*Problem details*.
Nothing but an exact copy is wanted: the line with "Please tag the distant" and each line after it in the data below, last line included.

Saved entries
++++

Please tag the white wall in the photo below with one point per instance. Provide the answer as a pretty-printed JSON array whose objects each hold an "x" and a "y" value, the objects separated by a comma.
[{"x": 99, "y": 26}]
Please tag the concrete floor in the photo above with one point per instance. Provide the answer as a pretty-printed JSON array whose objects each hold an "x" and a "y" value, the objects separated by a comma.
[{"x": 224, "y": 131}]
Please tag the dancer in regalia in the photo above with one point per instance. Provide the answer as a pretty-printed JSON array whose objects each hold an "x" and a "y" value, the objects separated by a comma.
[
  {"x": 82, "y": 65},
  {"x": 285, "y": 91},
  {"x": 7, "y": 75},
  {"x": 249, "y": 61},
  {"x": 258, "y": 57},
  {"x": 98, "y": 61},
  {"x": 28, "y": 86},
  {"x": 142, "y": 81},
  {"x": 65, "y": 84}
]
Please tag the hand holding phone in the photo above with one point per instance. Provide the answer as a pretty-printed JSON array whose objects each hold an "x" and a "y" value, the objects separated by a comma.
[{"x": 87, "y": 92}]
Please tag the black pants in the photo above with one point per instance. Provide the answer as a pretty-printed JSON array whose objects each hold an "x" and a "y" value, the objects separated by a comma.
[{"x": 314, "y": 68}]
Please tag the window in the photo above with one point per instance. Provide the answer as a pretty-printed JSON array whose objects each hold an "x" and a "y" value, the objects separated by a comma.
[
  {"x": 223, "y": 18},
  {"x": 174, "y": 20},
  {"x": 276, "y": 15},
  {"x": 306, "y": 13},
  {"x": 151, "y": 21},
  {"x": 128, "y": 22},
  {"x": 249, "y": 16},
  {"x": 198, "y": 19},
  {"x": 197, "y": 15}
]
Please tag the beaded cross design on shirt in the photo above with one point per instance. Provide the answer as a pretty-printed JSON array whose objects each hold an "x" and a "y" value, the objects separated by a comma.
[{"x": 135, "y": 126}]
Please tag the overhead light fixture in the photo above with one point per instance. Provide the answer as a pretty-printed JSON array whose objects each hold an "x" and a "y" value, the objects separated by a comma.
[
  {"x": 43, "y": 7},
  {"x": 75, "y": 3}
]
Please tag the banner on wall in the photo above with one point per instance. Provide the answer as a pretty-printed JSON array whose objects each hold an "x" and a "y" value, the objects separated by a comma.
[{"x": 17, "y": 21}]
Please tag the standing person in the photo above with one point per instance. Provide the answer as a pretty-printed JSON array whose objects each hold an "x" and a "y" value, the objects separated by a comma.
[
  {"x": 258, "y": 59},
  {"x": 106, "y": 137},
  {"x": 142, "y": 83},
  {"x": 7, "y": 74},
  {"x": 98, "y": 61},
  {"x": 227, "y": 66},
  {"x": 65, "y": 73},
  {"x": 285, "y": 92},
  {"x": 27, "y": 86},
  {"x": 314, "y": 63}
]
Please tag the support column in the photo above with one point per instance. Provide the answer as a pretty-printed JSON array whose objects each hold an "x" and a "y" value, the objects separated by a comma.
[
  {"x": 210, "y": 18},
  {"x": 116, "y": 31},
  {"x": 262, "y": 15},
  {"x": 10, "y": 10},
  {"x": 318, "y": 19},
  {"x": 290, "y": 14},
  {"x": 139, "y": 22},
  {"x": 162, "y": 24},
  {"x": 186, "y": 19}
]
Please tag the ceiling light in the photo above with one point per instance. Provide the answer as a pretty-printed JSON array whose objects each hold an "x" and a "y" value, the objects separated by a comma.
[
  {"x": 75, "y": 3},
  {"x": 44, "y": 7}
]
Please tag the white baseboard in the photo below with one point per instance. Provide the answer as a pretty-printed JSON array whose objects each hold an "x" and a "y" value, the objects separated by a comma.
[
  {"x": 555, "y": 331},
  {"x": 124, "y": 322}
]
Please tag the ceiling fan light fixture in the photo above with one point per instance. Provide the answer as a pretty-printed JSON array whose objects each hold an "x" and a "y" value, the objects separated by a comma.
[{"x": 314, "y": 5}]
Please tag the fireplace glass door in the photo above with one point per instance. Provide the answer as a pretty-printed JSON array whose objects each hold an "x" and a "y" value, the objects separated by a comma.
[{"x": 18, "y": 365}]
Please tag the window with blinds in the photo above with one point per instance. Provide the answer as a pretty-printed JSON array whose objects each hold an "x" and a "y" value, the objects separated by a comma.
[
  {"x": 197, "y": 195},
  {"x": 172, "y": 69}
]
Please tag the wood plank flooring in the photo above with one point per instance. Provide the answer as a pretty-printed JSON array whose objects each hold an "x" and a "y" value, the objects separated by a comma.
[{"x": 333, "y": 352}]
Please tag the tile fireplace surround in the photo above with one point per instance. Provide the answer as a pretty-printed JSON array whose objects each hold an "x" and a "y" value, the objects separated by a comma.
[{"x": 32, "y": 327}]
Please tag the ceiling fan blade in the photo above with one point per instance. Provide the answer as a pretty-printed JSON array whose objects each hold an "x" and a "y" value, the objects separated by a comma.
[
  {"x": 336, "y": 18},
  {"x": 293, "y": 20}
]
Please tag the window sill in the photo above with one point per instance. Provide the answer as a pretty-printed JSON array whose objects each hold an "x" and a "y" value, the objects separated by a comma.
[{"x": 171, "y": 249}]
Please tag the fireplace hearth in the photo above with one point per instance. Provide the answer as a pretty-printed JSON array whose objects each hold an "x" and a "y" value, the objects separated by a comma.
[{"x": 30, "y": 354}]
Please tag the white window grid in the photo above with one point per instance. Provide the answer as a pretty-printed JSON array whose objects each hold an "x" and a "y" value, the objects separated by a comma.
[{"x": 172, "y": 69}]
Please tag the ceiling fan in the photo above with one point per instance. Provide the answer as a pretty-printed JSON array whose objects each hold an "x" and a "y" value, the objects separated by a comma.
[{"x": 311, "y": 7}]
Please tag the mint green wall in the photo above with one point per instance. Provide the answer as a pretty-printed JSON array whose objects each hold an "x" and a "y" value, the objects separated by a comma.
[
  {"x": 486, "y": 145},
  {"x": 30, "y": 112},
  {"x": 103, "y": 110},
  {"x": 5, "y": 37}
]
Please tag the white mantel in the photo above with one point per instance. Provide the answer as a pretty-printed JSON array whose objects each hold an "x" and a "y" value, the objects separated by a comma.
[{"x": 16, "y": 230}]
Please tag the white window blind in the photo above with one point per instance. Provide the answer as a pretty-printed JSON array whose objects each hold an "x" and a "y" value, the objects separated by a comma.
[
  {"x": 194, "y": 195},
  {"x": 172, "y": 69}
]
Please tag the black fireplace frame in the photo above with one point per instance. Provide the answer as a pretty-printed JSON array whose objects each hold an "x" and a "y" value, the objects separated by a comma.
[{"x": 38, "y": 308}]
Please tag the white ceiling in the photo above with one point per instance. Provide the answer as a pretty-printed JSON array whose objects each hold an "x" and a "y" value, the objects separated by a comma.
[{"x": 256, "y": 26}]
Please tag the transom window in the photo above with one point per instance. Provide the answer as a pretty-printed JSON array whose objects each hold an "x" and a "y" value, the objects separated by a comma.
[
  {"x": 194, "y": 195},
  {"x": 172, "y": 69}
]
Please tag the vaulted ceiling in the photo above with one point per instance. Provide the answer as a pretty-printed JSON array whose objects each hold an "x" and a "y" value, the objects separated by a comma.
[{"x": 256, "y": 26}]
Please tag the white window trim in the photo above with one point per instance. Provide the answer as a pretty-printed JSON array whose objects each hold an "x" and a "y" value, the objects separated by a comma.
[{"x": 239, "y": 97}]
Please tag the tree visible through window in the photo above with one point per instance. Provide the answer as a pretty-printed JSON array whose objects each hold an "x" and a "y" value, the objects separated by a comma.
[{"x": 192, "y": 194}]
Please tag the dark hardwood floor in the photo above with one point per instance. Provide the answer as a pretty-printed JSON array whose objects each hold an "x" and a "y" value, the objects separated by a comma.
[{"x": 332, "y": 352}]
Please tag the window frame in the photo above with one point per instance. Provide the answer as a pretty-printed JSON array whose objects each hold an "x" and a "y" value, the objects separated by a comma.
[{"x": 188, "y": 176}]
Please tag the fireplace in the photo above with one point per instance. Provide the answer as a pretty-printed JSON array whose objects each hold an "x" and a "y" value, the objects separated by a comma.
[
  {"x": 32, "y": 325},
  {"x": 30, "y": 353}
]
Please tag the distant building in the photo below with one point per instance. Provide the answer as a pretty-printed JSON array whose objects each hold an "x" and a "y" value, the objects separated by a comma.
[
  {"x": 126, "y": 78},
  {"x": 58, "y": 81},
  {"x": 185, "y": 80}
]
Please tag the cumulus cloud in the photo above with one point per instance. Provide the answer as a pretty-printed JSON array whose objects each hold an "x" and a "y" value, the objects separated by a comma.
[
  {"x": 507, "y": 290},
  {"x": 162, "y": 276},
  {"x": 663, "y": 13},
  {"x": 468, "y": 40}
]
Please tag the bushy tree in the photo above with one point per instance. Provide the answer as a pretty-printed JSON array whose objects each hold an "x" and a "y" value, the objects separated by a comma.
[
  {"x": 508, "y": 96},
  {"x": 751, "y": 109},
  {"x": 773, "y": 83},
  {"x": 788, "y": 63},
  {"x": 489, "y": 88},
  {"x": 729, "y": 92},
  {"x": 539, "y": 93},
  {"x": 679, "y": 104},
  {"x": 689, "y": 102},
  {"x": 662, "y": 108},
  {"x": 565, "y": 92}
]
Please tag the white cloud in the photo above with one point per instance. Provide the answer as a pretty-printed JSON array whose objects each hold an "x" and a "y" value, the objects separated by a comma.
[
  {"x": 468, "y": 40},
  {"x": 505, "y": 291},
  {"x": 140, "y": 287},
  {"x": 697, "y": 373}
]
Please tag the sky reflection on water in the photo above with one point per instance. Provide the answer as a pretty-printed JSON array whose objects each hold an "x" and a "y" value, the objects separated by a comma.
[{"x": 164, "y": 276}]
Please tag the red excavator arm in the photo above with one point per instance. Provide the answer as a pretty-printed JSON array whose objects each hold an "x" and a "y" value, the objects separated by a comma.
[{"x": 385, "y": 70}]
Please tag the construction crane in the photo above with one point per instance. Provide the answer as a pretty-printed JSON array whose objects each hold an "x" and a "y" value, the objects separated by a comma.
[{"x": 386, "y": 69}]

++++

*Written answer*.
Please tag the distant building in the photo below with one point per instance. Provide the answer as a pretty-printed JSON array whose objects each hold an "x" and a "y" value, the objects separated by a comma.
[
  {"x": 126, "y": 78},
  {"x": 58, "y": 81},
  {"x": 185, "y": 80}
]
Please tag the cumulus cloud in the photo above with one point per instance. Provide the answer as a pretty-printed JSON array whose objects each hold an "x" and a "y" value, the objects separated by a comma.
[
  {"x": 507, "y": 290},
  {"x": 162, "y": 276},
  {"x": 663, "y": 13},
  {"x": 468, "y": 40}
]
Please tag the bushy tree in the photo above with one point per instance. Provide the answer as a pretty-printed JSON array whose objects each hold an "x" and a "y" value, the objects separated by a comma.
[
  {"x": 508, "y": 96},
  {"x": 751, "y": 109},
  {"x": 773, "y": 83},
  {"x": 788, "y": 63},
  {"x": 489, "y": 88},
  {"x": 729, "y": 92},
  {"x": 539, "y": 93},
  {"x": 679, "y": 104},
  {"x": 689, "y": 102},
  {"x": 662, "y": 108},
  {"x": 565, "y": 92}
]
Please tag the white cloud in the photo above with one point per instance. Provide the answer as a pretty-printed JSON array whose objects each hold an "x" and a "y" value, the objects separated by a comma.
[
  {"x": 468, "y": 40},
  {"x": 505, "y": 291},
  {"x": 140, "y": 287},
  {"x": 697, "y": 373}
]
Please tag the sky reflection on water in the photo above with one point per instance. Provide the answer as a pretty-printed JSON array whose objects each hold an "x" and a "y" value, the objects separated by a comma.
[{"x": 164, "y": 276}]
Please tag the red excavator arm in the photo above with one point per instance. Provide the answer as a pretty-printed JSON array whose objects each hold an "x" and a "y" value, the objects separated by a comma.
[{"x": 385, "y": 70}]
Please tag the construction crane in the photo above with one point per instance. Provide the answer as a pretty-printed JSON array whose objects each hold an "x" and a "y" value, the objects separated by a comma.
[{"x": 386, "y": 69}]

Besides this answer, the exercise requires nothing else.